- EXERCISE GOAL:
Report how many lines of the records below contain the word "eyebrow", treating case as significant. Give only the number.

——————

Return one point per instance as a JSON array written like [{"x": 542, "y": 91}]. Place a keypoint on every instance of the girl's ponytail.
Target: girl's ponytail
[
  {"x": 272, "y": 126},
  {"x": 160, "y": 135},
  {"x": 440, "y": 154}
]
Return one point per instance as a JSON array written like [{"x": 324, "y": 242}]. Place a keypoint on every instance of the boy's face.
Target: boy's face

——————

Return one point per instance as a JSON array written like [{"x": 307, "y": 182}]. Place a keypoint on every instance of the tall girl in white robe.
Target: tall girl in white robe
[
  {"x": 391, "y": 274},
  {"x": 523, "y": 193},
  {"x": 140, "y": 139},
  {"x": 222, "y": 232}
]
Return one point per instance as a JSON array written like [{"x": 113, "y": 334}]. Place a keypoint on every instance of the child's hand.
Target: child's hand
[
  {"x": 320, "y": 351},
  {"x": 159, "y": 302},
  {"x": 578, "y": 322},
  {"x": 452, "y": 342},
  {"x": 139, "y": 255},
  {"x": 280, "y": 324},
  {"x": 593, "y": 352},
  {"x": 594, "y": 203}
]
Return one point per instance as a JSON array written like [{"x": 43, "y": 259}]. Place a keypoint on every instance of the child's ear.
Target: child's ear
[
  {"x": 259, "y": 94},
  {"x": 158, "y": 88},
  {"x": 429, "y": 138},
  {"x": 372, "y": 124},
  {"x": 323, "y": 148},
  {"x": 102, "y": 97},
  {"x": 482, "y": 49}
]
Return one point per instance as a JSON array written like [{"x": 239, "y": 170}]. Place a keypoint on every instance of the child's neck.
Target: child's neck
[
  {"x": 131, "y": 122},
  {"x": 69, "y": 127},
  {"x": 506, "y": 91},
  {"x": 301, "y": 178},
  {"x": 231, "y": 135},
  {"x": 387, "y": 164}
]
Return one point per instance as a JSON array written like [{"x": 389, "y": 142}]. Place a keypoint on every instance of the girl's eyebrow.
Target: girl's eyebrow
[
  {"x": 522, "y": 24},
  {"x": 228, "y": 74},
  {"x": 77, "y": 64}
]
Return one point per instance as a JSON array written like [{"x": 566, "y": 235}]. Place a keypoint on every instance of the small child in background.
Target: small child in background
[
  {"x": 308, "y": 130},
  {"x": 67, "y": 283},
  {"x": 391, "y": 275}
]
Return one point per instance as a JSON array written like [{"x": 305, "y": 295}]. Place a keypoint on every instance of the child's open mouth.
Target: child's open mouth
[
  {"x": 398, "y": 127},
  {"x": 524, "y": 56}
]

——————

- SOLUTION:
2